Task to carry out: Can you format the stretch of data that opens with the line containing "The target's exact mask, written" and closes with the line containing "34L112 49L120 90L166" as a numbered list, with blank lines omitted?

[Extracted data entries]

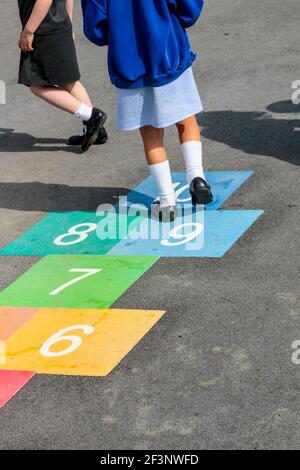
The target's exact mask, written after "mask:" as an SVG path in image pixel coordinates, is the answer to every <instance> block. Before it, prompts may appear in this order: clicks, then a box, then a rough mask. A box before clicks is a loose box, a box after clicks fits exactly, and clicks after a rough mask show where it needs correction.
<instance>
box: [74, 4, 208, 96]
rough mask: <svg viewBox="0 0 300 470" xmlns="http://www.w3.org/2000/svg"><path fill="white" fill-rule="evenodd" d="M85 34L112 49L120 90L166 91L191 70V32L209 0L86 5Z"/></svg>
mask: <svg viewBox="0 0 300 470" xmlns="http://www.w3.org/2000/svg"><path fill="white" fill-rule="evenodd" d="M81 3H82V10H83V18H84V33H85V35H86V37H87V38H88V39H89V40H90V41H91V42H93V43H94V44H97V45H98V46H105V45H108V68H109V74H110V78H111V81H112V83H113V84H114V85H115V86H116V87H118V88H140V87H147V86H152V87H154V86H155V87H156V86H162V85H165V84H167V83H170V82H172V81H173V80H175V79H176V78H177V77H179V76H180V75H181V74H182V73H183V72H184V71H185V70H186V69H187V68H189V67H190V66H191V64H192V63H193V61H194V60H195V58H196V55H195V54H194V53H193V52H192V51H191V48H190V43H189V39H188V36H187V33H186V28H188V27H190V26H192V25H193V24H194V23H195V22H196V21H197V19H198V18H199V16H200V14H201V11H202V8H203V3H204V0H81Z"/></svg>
* * *
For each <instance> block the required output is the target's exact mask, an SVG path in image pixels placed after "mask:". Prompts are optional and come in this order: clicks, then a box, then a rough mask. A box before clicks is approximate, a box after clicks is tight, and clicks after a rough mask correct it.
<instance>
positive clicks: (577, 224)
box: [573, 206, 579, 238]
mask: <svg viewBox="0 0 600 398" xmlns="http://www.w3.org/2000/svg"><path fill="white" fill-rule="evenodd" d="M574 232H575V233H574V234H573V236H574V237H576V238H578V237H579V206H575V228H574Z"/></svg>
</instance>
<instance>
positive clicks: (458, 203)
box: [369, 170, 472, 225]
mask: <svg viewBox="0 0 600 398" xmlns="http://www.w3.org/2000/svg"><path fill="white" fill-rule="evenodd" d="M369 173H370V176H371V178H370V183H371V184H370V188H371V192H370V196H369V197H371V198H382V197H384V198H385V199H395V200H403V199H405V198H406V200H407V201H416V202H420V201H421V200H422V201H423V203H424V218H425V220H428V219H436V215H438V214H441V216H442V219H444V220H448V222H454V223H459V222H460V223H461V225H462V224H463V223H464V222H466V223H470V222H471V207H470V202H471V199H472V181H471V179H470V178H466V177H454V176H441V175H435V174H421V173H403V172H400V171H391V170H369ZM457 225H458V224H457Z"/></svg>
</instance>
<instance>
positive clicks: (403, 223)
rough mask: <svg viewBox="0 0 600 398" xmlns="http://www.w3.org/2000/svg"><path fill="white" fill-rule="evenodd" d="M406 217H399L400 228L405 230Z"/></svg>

Task result:
1. The target's exact mask, written after "mask:" as an SVG path in image pixel coordinates, is the answer to every <instance> block. Before it, prompts may appear in this order: clicks, then a box, then a rough mask. A box before clicks is a loose box, a box after clicks fits exactly, and clicks after a rough mask show where it needs correction.
2. <instance>
3. box: [74, 4, 208, 96]
4. rough mask: <svg viewBox="0 0 300 470" xmlns="http://www.w3.org/2000/svg"><path fill="white" fill-rule="evenodd" d="M85 34L112 49L120 90L166 91L191 70V32L209 0L86 5Z"/></svg>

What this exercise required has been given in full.